## Selected excerpt
((
Merkhav Mugan (Hebrew: מרחב מוגן) (lit. protected space), also known as a "miklat" and popularly known as a mamad, is a reinforced security room required in all new buildings by Israeli law. A Merkhav Mugan is deemed preferable to a bomb shelter when the warning time is too short for residents to reach a shelter, which may be located some distance away. It also offers protection against high impact projectiles and chemical weapons.
Security rooms are based on a 1951 civil defense law that has undergone several revisions. After Israel was attacked by Scud missiles in the Gulf War, the Israeli Home Front Command established new guidelines for civil defense. In 1992, technical specifications were drawn up for designated protected spaces in family homes. The Merkhav Mugan can withstand blast and shrapnel from conventional weapons, and offers protection against chemical and biological weapons. It has reinforced concrete walls and ceilings, 20–30 cm thick floors, and airtight steel doors and windows.[non-primary source needed]
- Miklat Tzibury (מקלט ציבורי) – lit. public shelter, a partly underground facility, installed in residential areas. They are commonly used for community needs (clubs, education etc). Maintained by the local governance and Home Front. They are located in streets and near public facilities.
))
Dataset excerpts
((
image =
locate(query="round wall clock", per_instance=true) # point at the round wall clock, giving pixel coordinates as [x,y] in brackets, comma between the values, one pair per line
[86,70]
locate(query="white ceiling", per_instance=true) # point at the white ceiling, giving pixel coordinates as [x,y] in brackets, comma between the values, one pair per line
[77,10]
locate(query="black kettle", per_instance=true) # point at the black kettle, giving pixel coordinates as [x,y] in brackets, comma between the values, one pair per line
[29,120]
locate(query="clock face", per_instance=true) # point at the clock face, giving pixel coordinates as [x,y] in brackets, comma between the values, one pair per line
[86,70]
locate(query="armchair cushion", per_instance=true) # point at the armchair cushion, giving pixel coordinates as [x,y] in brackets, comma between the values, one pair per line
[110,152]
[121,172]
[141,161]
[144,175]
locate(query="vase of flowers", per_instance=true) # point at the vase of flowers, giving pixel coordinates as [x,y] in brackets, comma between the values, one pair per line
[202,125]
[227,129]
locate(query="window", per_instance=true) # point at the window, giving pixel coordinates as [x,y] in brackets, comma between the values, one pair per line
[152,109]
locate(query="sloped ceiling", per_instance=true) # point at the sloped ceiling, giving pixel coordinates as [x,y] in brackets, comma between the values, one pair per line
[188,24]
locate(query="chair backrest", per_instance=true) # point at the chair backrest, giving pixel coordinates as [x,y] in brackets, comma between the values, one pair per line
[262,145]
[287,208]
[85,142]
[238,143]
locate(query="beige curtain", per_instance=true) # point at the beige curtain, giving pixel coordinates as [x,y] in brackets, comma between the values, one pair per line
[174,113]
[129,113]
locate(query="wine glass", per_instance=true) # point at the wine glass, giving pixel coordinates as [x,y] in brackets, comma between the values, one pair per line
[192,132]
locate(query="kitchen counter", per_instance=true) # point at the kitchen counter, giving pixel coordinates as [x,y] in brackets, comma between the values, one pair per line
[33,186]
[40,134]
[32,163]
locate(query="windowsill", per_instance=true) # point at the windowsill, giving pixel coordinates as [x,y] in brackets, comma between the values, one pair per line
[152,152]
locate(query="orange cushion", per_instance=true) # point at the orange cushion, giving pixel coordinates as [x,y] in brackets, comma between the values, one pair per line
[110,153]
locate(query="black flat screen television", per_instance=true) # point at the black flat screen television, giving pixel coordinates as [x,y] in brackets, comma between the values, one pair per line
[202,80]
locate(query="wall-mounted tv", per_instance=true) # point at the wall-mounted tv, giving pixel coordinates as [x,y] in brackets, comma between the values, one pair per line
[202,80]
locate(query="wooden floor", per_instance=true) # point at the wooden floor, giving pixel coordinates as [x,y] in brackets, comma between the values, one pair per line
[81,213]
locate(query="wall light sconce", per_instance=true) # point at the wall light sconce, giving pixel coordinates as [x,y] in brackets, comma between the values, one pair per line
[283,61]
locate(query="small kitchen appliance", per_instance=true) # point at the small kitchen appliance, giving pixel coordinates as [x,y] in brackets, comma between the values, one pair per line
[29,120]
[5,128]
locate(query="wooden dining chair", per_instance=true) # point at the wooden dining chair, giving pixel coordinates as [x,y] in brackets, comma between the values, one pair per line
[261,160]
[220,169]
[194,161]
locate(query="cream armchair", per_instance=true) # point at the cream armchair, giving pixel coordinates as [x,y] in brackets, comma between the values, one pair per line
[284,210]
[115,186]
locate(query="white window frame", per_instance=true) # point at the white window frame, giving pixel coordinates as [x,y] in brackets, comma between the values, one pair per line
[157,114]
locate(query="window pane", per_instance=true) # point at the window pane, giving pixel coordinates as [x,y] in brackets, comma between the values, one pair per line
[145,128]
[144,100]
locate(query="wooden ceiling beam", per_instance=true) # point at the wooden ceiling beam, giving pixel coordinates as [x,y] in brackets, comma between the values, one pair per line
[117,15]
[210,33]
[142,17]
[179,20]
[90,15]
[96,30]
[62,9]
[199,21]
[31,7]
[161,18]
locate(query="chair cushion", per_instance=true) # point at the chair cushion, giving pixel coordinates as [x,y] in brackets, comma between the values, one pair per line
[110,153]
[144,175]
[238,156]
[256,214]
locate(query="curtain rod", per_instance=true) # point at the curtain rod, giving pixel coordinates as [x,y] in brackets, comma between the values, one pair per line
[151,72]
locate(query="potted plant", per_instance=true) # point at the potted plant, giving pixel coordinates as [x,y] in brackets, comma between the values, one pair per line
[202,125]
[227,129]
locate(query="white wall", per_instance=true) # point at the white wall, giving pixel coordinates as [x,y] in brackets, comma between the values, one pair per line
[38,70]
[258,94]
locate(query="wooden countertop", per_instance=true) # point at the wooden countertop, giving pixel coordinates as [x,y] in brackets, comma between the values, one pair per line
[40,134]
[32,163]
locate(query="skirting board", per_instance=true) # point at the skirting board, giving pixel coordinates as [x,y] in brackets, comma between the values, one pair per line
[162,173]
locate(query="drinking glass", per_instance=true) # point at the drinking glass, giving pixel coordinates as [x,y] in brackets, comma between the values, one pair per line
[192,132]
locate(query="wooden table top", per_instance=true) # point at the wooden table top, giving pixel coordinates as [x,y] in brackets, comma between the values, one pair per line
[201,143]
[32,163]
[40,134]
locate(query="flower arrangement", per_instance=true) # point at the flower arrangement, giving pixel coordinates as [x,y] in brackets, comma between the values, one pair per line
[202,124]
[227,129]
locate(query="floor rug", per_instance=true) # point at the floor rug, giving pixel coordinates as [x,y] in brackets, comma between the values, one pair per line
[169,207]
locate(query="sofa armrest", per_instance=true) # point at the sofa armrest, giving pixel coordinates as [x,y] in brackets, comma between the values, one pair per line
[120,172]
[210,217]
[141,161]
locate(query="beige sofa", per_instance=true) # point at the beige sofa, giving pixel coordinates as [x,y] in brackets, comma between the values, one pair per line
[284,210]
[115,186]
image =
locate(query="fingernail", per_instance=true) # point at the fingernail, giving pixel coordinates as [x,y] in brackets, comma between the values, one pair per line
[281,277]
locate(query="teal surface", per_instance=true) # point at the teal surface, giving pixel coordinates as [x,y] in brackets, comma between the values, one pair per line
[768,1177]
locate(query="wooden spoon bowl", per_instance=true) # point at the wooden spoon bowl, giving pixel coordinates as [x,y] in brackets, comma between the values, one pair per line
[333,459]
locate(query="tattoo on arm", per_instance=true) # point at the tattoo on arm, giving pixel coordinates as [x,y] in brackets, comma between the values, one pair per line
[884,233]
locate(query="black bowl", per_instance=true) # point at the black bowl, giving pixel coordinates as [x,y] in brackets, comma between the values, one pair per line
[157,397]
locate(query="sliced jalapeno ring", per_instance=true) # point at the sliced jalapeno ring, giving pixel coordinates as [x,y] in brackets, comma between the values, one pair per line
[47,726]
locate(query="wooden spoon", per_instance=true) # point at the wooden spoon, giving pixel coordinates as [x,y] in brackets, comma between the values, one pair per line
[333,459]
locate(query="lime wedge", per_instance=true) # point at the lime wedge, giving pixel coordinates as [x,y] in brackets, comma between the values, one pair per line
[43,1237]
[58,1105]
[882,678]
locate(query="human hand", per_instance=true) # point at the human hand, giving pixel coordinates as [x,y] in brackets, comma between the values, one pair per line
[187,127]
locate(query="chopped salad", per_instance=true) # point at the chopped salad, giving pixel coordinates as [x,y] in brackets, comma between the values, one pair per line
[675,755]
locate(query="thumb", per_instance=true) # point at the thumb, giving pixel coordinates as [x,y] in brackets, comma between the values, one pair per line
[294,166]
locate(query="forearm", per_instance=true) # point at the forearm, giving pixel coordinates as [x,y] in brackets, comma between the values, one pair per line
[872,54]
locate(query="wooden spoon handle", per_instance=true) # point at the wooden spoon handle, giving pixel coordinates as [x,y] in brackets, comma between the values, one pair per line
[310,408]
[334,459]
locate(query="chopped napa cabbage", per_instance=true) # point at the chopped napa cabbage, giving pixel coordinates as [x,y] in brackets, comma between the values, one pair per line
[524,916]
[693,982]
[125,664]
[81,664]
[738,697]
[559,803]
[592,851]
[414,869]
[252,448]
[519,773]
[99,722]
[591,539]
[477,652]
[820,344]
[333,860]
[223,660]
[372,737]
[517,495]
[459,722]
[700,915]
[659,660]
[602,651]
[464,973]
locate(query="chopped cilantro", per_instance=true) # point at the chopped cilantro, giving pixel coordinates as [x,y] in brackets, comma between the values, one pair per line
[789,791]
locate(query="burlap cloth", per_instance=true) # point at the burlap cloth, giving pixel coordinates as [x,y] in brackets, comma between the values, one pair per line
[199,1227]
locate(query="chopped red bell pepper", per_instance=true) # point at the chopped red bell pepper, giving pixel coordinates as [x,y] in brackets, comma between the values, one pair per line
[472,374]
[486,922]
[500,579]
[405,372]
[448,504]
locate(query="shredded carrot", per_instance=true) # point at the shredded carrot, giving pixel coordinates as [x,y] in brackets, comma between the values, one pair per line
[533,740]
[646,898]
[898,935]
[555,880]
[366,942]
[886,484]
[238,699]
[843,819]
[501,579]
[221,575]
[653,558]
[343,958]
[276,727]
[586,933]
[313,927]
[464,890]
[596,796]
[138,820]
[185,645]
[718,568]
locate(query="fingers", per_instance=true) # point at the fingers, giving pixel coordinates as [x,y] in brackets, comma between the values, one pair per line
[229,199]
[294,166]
))
## What this task involves
Continue the text about the Merkhav Mugan reinforced security room, picking up after its last sentence.

## Response to this exercise
- Miklat BeBayit Meshutaf (מקלט בבית משותף) – lit. shelter in a condominium, a facility built into a building which has been declared as a condominium (commonly in a low-rise building) it includes all the facilities that a public shelter has, but is maintained by the building residents.
- Merkhav Mugan Dirati (מרחב מוגן דירתי or ממ"ד) – installed in residential apartments and private houses.
- Merkhav Mugan Komati (מרחב מוגן קומתי or ממ"ק) – common floor space in apartment buildings in which there is no Merkhav Mugan Dirati in every apartment and in other multi-storey buildings (mostly offices and industry).